Rescale the stretch from the line containing "- **Object to detect**: the white wall" through the end of the entries, and output only those lines. Repeat each line, requests included, but multiply every coordinate in the answers by 1.65 and round to whole numbers, halves up; numbers in the requests and their format samples stay unchanged.

### [EXTRACTED MATERIAL]
* Start *
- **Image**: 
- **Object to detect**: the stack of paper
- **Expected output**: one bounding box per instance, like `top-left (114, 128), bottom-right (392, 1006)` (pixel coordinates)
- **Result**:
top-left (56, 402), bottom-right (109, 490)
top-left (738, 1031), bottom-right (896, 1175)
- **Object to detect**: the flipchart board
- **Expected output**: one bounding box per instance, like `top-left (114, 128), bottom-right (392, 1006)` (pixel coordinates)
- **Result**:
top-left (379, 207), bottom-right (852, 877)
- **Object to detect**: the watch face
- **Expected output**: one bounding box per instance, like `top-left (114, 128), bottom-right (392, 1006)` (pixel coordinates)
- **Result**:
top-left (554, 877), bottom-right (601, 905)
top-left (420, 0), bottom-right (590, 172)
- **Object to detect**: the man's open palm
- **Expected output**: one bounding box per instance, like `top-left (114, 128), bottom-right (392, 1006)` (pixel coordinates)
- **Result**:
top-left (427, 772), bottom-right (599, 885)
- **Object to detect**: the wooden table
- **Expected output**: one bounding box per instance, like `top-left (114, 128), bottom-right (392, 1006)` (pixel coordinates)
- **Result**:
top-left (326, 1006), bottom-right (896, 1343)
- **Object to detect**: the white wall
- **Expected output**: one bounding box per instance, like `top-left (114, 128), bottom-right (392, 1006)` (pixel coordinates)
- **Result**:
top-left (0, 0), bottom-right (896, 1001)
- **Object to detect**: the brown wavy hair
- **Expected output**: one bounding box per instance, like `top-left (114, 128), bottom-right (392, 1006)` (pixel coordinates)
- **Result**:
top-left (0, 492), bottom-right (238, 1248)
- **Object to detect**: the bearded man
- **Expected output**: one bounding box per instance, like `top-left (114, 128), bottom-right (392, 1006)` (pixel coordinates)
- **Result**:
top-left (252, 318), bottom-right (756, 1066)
* End *
### [REPLY]
- **Object to detect**: the white wall
- **Expected output**: one bounding box per instance, like `top-left (114, 128), bottom-right (392, 1006)` (pixel coordinates)
- **Result**:
top-left (0, 0), bottom-right (1478, 1652)
- **Object to detect**: the brown wavy hair
- **Expected output**: one bounding box per instance, like `top-left (114, 128), bottom-right (392, 1006)` (pixel coordinates)
- **Result**:
top-left (0, 812), bottom-right (393, 2059)
- **Object to detect**: the bearded man
- **Expected output**: one bounding box per instance, like `top-left (114, 128), bottom-right (392, 1006)` (pixel coordinates)
- **Result**:
top-left (416, 525), bottom-right (1247, 1759)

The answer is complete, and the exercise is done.